==== LISTED RECORDS ====

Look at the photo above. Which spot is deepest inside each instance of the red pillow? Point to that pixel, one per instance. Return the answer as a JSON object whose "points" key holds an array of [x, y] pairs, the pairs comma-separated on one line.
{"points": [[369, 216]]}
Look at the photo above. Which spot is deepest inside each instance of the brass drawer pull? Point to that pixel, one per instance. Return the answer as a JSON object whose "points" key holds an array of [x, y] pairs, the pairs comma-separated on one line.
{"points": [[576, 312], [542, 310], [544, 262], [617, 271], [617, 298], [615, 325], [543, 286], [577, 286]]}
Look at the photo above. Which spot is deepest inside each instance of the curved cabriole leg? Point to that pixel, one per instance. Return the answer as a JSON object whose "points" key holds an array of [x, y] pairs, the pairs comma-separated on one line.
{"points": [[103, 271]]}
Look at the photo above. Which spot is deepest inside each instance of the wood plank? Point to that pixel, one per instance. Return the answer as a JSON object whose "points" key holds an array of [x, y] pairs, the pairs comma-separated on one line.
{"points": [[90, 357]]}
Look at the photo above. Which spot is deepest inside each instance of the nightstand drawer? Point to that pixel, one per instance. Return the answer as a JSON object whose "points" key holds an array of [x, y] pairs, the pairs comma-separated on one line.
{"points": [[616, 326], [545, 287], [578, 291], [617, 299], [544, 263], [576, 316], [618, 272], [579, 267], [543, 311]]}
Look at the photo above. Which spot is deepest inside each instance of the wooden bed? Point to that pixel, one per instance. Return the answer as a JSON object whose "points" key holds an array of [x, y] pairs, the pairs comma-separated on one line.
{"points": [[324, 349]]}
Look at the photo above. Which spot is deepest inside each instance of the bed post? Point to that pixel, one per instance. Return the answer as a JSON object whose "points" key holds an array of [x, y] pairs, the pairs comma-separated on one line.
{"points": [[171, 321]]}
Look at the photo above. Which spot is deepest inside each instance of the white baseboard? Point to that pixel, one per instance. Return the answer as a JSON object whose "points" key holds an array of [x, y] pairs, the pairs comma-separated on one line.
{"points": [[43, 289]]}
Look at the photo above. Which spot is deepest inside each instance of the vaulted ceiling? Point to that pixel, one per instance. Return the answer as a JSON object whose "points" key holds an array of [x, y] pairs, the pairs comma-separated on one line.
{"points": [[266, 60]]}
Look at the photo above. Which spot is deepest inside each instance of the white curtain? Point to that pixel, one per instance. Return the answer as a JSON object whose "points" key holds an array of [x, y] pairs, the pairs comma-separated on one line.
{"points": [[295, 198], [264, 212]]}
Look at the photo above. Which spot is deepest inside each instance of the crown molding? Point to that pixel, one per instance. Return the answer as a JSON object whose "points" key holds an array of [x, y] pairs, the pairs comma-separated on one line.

====
==== LISTED RECORDS ====

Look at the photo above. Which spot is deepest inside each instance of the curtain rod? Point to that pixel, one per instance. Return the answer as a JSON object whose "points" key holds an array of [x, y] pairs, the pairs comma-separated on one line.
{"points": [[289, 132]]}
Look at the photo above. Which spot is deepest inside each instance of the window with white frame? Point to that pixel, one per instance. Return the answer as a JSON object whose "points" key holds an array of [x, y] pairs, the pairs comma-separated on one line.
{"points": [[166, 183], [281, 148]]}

====

Repeat word for word the data between the line holding "the white baseboard?" and the line holding "of the crown", inclusive.

FINISHED EXERCISE →
Look at the photo above. Which spot is deepest inside each instance of the white baseboard? Point to that pixel, one per instance. Return the answer as a JSON object whose "points" key holds an array of [x, y] pairs, the pairs comma-separated on one line.
{"points": [[43, 289]]}
Look at the photo above. Which spot is deepest inside each instance of the vaulted ceiling? Point to that pixel, one per instance. Return the answer as a JSON object whose "points" key holds an array of [x, y] pairs, the pairs comma-separated on one line.
{"points": [[266, 60]]}
Look at the photo above. Which spot is deepest inside each instance of the white curtain? Point to that pixel, one per instance. Return the answer as a JSON object whose "points" key holds an array of [x, y] pairs, the pairs comma-separated on one line.
{"points": [[295, 198], [264, 212]]}
Look at the photo above. Which spot is deepest inside each instance of the crown molding? Point to that pixel, one per instance. Return the answer as a JSON object whose "points" key holds an array of [x, y] pairs, the pairs comma-separated on one line.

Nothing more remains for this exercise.